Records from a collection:
+ + + +

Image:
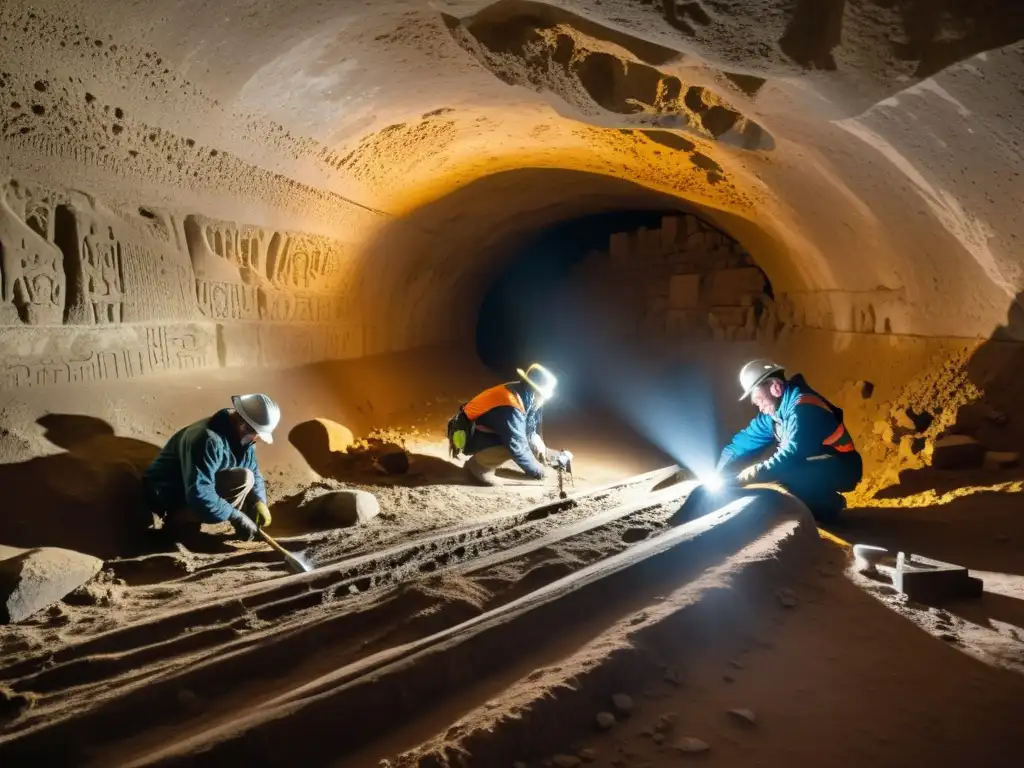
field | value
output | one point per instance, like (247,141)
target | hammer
(295,563)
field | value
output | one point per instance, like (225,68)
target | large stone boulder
(31,580)
(344,508)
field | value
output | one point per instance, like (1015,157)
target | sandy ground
(184,639)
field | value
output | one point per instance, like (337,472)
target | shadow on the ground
(369,464)
(87,499)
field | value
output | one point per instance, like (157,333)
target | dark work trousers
(819,481)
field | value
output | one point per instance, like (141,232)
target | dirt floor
(483,627)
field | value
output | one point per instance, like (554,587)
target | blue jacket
(183,474)
(513,429)
(805,425)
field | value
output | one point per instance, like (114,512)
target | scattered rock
(344,508)
(957,452)
(995,460)
(691,744)
(667,722)
(743,716)
(635,535)
(393,463)
(623,704)
(13,705)
(32,580)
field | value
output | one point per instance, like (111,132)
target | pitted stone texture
(31,580)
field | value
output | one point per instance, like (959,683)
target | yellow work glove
(262,515)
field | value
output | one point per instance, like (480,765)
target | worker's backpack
(460,429)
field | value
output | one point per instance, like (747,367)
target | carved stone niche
(32,267)
(94,267)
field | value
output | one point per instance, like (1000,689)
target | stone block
(729,286)
(957,452)
(730,316)
(684,291)
(679,323)
(31,580)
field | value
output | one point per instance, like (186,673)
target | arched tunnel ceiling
(863,147)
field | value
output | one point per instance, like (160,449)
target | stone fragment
(691,744)
(672,676)
(623,704)
(957,452)
(743,716)
(32,580)
(344,508)
(786,597)
(684,291)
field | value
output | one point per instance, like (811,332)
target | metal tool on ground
(295,563)
(563,464)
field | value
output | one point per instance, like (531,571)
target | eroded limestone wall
(92,293)
(689,281)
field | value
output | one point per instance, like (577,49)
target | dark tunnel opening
(542,308)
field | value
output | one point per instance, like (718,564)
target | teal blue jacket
(184,472)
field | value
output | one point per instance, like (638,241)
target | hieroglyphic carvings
(102,280)
(33,267)
(293,278)
(73,355)
(219,300)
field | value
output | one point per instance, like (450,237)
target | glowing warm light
(713,481)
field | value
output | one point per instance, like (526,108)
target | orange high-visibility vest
(492,398)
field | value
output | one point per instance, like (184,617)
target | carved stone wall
(684,281)
(91,293)
(689,281)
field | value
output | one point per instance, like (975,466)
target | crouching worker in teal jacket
(815,459)
(207,472)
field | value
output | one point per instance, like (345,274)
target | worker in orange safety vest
(815,458)
(503,423)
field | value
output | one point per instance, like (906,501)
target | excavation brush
(296,563)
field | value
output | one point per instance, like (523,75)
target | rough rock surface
(345,508)
(31,580)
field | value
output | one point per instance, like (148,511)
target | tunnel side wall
(93,294)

+ + + +

:: Problem statement ::
Count the lines of the records that contain the string "carved" and give only the number.

:: Solution to this problem ::
2